* WRITTEN PROBLEM: Can you rewrite the material below, from the line containing "Field-scouting request: tag every instance of the potted" through the end, shifting every answer coordinate by adding 145 to each of its two numbers and leaving all other lines unchanged?

(Collected data entries)
****

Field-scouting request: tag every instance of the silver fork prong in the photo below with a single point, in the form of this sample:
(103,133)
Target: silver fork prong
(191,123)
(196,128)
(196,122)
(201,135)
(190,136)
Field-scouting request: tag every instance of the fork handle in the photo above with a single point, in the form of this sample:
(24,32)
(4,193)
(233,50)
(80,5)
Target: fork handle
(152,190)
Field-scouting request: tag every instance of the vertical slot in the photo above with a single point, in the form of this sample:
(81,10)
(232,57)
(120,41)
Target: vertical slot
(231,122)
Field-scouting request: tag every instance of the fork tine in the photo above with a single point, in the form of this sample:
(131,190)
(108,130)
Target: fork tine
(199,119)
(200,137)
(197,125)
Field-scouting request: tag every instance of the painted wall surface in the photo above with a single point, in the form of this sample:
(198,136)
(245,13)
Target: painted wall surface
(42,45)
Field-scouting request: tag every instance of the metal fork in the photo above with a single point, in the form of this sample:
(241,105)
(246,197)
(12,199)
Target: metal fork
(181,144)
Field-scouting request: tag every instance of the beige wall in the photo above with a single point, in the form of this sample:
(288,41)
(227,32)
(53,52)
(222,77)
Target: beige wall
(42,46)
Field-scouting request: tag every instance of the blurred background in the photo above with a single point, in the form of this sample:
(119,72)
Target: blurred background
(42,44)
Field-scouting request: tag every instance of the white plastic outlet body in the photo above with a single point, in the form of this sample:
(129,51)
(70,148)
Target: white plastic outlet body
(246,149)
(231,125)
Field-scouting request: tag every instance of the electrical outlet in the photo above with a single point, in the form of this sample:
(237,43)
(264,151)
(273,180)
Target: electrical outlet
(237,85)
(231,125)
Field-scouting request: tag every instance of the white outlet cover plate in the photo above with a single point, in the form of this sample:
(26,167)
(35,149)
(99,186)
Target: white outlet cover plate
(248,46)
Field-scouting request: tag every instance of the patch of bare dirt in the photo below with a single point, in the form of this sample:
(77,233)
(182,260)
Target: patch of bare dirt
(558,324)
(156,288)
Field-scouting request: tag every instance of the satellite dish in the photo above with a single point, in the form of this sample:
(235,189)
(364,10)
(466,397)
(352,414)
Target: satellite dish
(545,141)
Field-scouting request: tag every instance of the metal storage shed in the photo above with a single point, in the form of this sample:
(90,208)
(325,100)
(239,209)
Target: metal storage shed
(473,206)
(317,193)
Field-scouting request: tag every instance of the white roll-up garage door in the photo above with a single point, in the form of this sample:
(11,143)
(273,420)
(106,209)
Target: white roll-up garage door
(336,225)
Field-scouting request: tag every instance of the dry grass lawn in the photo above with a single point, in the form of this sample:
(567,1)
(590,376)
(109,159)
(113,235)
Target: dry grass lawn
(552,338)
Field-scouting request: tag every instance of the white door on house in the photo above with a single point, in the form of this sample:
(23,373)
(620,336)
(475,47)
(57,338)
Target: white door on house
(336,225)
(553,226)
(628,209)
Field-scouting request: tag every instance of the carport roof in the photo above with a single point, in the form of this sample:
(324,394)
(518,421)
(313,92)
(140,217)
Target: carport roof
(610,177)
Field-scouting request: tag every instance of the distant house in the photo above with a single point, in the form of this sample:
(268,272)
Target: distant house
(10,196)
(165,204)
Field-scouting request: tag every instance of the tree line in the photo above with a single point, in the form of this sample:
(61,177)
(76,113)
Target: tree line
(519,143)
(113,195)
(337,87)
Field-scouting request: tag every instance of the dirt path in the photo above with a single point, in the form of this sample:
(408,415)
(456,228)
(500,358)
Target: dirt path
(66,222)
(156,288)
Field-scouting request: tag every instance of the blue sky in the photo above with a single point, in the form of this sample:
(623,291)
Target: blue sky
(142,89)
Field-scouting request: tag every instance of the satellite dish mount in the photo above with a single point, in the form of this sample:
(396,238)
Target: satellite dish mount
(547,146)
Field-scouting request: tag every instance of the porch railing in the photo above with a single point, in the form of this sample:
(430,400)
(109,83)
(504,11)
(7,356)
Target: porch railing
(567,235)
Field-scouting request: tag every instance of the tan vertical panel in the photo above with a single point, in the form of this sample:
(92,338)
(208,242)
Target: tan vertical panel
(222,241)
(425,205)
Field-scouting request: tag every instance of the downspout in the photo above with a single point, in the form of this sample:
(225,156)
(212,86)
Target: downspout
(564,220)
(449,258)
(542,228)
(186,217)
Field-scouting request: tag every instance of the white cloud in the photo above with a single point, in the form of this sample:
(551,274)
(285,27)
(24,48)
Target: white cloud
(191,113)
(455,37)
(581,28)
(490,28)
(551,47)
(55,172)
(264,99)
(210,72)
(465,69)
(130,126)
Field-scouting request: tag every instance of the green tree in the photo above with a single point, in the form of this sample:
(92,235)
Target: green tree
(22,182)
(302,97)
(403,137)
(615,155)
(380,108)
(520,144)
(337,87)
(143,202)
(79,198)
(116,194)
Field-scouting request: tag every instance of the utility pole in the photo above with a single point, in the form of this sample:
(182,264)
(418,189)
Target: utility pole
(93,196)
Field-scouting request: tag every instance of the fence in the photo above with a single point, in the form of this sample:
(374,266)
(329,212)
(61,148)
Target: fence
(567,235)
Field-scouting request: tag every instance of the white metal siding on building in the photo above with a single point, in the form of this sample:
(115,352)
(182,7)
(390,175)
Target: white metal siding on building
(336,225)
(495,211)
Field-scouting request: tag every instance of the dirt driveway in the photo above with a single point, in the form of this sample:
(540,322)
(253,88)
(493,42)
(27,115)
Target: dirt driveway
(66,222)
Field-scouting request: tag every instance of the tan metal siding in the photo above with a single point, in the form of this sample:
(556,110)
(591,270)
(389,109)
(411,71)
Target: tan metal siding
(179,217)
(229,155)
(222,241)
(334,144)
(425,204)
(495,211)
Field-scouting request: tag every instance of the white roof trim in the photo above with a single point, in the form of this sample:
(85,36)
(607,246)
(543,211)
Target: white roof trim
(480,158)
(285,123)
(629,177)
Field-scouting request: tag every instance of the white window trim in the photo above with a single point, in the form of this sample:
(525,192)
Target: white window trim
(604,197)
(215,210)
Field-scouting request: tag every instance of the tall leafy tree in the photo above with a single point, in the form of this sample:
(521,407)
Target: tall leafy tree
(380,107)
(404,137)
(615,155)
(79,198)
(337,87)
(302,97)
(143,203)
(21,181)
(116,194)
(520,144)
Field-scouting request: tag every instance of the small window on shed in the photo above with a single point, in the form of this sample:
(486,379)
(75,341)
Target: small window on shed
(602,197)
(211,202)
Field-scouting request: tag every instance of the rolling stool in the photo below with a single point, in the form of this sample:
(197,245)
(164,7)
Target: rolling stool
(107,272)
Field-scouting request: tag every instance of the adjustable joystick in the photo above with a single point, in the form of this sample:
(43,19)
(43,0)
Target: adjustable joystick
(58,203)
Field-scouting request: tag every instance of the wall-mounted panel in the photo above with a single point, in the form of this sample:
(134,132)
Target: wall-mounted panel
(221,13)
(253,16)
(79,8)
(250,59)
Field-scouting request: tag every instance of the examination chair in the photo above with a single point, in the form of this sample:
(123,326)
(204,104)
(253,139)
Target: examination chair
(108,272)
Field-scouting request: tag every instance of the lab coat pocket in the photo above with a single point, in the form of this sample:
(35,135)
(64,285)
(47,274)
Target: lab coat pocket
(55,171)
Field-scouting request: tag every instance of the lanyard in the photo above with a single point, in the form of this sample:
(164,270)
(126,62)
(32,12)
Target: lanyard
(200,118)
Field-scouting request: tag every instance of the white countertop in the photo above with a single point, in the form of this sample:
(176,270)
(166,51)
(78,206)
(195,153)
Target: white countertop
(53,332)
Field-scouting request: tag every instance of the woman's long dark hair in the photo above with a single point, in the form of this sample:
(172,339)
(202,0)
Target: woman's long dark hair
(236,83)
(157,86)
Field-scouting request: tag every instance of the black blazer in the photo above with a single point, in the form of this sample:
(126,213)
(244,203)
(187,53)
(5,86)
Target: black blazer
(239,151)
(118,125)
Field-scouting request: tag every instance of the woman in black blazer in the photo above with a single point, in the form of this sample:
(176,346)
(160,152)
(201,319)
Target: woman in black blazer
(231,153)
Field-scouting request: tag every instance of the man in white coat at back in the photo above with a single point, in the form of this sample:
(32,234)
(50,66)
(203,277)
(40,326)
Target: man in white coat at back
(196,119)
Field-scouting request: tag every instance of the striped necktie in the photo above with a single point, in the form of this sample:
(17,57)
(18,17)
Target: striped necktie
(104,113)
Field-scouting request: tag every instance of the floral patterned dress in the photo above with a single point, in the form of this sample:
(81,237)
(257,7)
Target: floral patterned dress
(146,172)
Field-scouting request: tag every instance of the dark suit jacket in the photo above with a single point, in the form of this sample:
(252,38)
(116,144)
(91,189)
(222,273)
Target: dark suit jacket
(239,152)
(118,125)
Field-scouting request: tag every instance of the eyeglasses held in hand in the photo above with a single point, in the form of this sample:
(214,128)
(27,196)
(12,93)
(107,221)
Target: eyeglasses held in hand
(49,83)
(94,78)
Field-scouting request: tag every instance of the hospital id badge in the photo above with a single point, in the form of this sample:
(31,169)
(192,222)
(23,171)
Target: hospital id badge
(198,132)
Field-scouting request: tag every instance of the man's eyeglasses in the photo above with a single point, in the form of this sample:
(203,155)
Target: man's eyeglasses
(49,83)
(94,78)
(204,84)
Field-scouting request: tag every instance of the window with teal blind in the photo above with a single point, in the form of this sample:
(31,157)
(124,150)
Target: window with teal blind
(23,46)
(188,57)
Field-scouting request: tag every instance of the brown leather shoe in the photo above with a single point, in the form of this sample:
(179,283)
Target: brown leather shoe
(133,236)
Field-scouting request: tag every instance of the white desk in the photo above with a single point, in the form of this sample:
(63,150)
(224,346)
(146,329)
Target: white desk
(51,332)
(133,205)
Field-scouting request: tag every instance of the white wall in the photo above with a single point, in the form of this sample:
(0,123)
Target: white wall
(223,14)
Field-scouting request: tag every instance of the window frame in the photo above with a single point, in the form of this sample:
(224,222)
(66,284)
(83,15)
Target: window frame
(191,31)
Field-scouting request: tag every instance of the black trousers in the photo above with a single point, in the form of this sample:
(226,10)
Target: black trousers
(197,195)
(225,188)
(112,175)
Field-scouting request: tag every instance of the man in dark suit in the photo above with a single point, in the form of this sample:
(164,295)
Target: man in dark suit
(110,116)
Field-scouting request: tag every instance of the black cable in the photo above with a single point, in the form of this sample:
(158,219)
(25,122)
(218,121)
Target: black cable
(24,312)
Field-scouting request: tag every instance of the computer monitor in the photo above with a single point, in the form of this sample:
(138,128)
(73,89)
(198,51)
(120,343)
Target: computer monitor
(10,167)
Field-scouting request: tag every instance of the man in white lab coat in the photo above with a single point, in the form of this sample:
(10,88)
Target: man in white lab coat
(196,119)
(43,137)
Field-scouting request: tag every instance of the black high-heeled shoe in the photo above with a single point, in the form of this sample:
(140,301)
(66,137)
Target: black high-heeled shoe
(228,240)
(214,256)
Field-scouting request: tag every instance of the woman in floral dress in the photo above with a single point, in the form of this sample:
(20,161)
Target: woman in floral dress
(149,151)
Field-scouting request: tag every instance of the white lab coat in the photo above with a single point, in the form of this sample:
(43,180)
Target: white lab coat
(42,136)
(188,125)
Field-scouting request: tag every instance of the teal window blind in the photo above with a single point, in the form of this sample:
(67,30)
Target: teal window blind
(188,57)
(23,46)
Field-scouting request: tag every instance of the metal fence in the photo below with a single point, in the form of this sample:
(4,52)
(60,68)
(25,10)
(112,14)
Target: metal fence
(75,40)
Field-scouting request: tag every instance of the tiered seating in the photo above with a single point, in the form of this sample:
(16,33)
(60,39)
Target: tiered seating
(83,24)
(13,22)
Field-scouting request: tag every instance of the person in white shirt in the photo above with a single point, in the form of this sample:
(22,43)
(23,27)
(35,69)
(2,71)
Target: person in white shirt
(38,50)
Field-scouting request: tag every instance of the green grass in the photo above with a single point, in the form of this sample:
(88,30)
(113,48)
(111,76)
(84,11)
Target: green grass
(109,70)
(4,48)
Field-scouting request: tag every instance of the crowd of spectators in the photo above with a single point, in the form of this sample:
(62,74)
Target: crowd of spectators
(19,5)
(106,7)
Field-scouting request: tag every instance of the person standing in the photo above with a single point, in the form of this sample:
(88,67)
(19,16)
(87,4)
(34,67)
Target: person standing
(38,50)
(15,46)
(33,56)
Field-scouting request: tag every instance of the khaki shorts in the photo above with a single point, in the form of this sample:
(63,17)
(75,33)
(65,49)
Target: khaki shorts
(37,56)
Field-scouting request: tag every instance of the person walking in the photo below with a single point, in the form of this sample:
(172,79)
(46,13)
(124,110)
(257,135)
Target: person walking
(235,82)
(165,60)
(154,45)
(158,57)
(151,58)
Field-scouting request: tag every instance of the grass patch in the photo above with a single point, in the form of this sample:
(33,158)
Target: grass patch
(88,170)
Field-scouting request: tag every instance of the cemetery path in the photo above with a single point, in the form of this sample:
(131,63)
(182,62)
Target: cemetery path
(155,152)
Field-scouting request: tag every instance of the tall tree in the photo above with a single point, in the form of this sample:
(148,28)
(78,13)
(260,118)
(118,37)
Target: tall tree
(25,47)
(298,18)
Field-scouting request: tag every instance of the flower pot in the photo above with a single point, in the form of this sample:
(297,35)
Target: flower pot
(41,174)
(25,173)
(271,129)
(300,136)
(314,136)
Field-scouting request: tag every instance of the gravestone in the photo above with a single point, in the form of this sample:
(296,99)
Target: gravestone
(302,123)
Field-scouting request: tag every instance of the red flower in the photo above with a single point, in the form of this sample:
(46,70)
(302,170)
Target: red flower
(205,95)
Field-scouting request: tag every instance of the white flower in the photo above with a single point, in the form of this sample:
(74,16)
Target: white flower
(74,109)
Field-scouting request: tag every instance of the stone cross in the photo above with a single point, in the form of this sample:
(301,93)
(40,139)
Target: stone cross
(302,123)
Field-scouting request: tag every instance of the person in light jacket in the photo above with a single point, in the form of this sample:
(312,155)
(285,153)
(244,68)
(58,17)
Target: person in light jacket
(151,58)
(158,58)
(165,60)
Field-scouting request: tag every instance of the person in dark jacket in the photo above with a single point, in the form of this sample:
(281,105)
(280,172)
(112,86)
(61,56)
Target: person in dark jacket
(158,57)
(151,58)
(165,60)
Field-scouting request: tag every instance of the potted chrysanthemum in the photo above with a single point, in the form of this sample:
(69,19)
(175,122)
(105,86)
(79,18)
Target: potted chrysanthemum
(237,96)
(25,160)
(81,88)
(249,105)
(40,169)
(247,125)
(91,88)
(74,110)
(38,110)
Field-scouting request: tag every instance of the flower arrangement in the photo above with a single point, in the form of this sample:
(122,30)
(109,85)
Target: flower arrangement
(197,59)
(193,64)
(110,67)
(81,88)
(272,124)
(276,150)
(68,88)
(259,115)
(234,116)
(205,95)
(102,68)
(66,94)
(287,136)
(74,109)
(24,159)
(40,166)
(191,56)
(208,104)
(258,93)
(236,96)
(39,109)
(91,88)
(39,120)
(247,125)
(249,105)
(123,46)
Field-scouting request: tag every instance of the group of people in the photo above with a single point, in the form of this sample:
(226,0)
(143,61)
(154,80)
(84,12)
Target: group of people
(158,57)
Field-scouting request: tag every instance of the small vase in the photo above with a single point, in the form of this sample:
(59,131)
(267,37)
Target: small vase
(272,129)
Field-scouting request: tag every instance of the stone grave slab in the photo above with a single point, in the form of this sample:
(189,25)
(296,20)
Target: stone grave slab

****

* COMPLETE ANSWER:
Field-scouting request: tag every instance of the potted chrysanthemum in the photo above with a single point, in the form of this sample:
(69,19)
(175,122)
(105,86)
(79,18)
Target: potted chrysanthemum
(382,241)
(170,305)
(226,233)
(394,250)
(185,314)
(392,270)
(236,233)
(219,255)
(183,255)
Field-scouting request: tag every instance of the flower arrangement in the photo above with a single point, in the form of this sample:
(122,30)
(109,85)
Target: flower arrangement
(342,204)
(338,209)
(255,212)
(226,233)
(417,269)
(421,295)
(213,233)
(404,260)
(379,261)
(350,240)
(247,213)
(211,239)
(432,281)
(219,254)
(169,304)
(185,311)
(336,201)
(353,249)
(403,238)
(381,241)
(184,254)
(236,233)
(184,265)
(392,270)
(394,250)
(268,191)
Field-scouting request: tag every instance of the group of people in the photo above with a single point, in the form of this sample:
(226,0)
(143,61)
(154,80)
(84,12)
Target: group of people
(303,202)
Field-scouting request: tag every instance of the small vase in the photo above with a single point, in the form of this sample:
(59,131)
(267,37)
Target: small vase
(417,274)
Field-scouting request: tag every instance of the stone grave slab in the photo above with a single point, in the form of this sample:
(189,25)
(296,20)
Target: stone grave slab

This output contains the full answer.